RECORDS FOR PROCESSING =>
+++
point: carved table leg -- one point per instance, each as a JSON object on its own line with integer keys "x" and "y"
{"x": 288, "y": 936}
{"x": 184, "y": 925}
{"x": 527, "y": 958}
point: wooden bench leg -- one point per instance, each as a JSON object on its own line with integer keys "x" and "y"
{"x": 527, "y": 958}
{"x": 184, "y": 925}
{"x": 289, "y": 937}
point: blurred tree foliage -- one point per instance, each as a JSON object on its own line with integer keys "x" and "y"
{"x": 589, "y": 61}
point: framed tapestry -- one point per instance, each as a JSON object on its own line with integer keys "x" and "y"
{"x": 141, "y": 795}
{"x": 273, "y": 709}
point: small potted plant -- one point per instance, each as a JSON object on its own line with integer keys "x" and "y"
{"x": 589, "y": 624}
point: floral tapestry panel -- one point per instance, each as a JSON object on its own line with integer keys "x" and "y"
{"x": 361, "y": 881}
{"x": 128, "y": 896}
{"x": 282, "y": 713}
+++
GIVEN TASK => Set out all the entries above as a numbered list with one line per item, and leave out any blank lines.

RESULT OF THIS EXERCISE =>
1. point: carved table leg -- one point per instance, each as a JSON object on its own line with integer keys "x" and "y"
2. {"x": 288, "y": 936}
3. {"x": 184, "y": 925}
4. {"x": 527, "y": 958}
5. point: wooden bench leg -- one point per instance, each as a JSON object on its own line with integer keys "x" and "y"
6. {"x": 527, "y": 958}
7. {"x": 184, "y": 925}
8. {"x": 289, "y": 937}
9. point: blurred tree foliage -- one point per instance, each as a JSON object on its own line with integer keys "x" and "y"
10. {"x": 589, "y": 61}
11. point: framed tapestry -- one point per instance, each as a JSON object on its own line with integer keys "x" and "y"
12. {"x": 141, "y": 795}
13. {"x": 273, "y": 709}
14. point: small potted plant -- one point per instance, each as a JSON object on its own line with integer keys "x" and "y"
15. {"x": 589, "y": 624}
16. point: floral tapestry panel -- one point per instance, each as a JSON object on its own line with integer keys "x" and "y"
17. {"x": 361, "y": 881}
18. {"x": 128, "y": 896}
19. {"x": 282, "y": 713}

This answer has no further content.